=== Aim ===
Copy the passage on market structures word for word, from "Monopolistic Competition is" to "to be achieved.".

=== Given text ===
*-*-*

Perfect competition is an example of the laissez-faire theories of Adam Smith in that it allows consumer sovereignty and the market to set the price rather than the companies and firms that sell the products. Perfect competition in reality is only a model and is unachievable in the real world as it is impossible for a market to fulfill the requirements needed to make a market perfectly competitive. Examples of industries where perfect competition has almost been achieved are the insurance industries, banking etc.
Monopolistic Competition is the second type of market structure that is demonstrated in the above diagram. This is where there various small firms operating within a market and yet neither firm has any real dominance in the market. Examples of this type of market structure are small restaurants, individual shops, etc. Therefore this is a much more common form of market structure because it is much more achievable and realistic than perfect competition as there are many markets that it can occur in and it requires fewer acquisitions to be achieved.
The Oligopoly market structure is the third and most common form of market structure. This type of market structure incorporates features from both pure monopolistic conditions and perfect competition conditions. Oligopoly is where only a few big firms dominate the entire market- this shows that whilst there are low levels of firms competing with one another, at least there is competition between firms. Yet it is possible that price fixing can occur in this type of market situation because the leading companies can join together to set the price of the product that they are selling at whatever level they want as consumers will have no option but to pay the same price at whichever company that they choose. An example of an Oligopoly in the real world is the supermarket war in Britain. In this market there are three major brands, Tesco’s, Asda, and Sainsbury’s. These companies between them own almost the entire market and are the perfect example of an Oligopoly in practice in the real world. This can lead to the downfall of a market, but can also insure that at time consumer may benefit from lower prices due to the price war between rival firms.
The Duopoly is where there are only two companies that control the market. Therefore this stimulates some level of competition but only between two firms. Therefore whilst it creates a small level of competition within the market, it does make it easier for price fixing to take place as the two companies can simply agree at what the price should be, regardless of what the market price should be. Therefore it will ensure that the firms will be price makers in the market rather than price takers as they should be under the free market system.

*-*-*

=== Provided records ===
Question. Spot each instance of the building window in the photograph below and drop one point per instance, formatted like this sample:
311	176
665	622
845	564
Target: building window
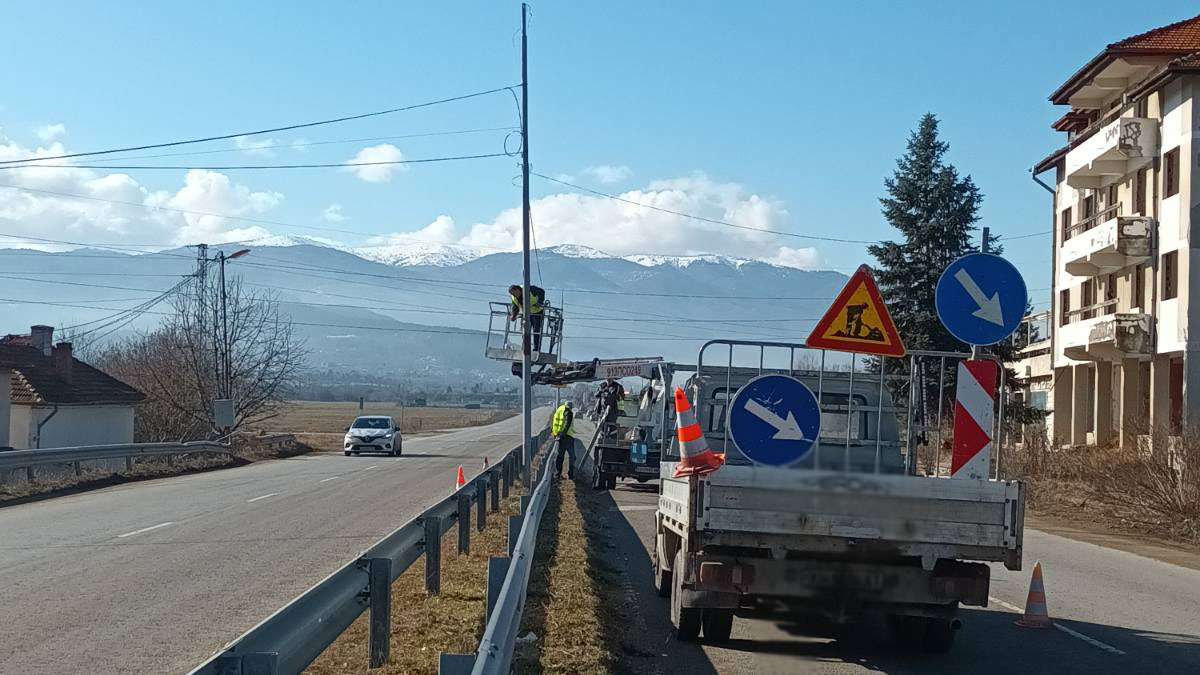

*-*-*

=== Completed task ===
Monopolistic Competition is the second type of market structure that is demonstrated in the above diagram. This is where there various small firms operating within a market and yet neither firm has any real dominance in the market. Examples of this type of market structure are small restaurants, individual shops, etc. Therefore this is a much more common form of market structure because it is much more achievable and realistic than perfect competition as there are many markets that it can occur in and it requires fewer acquisitions to be achieved.